Segment Open

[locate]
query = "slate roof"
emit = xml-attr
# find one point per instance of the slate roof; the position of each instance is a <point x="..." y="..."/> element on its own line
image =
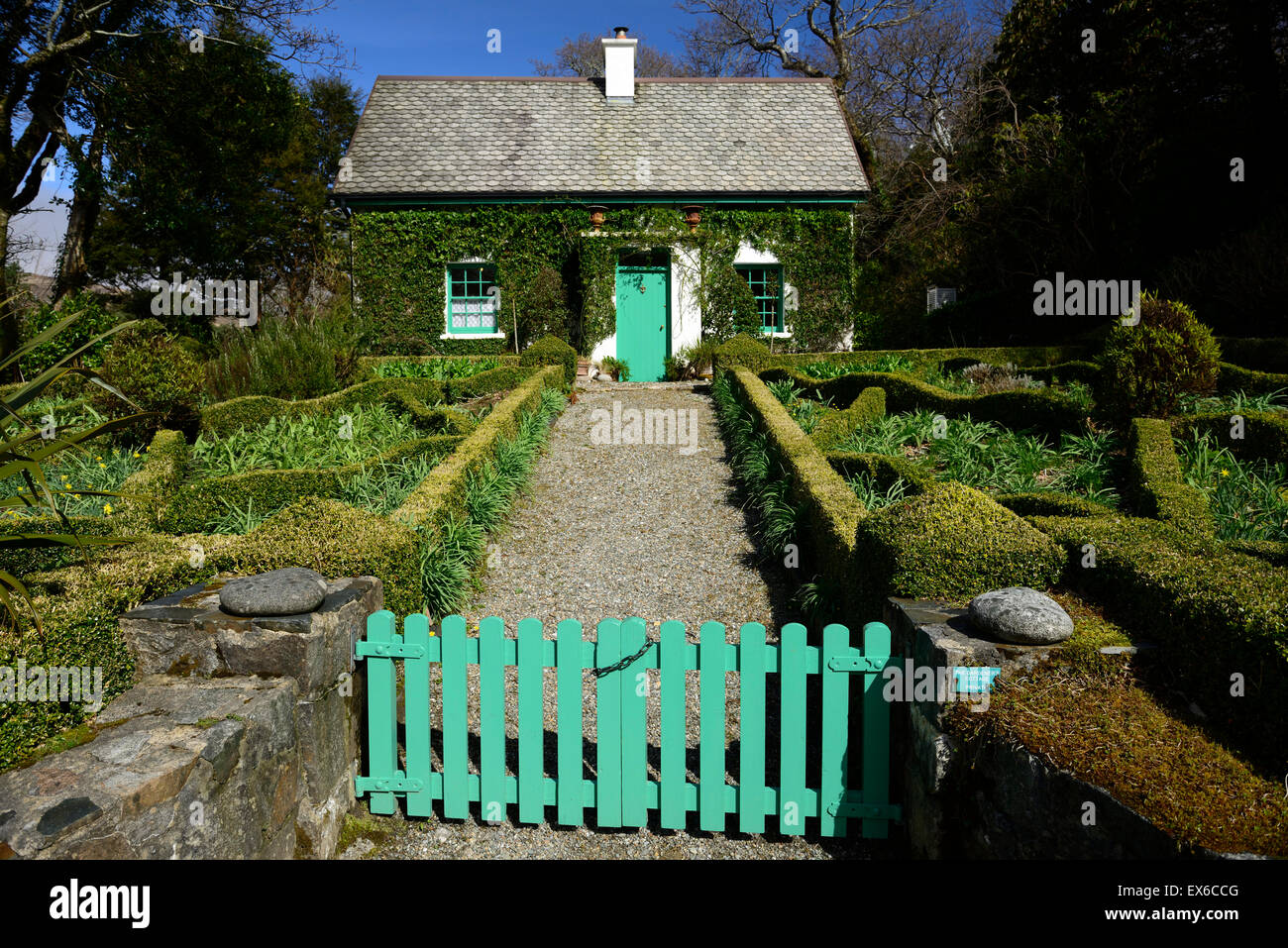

Segment Closed

**Exercise objective:**
All lines from the one that contains "# find one point" through the last line of the data should be retyped exactly, with the pictures left out.

**Written response:**
# find one point per instance of the slate roof; the position of each instance is a <point x="..." y="..."/> element on its own line
image =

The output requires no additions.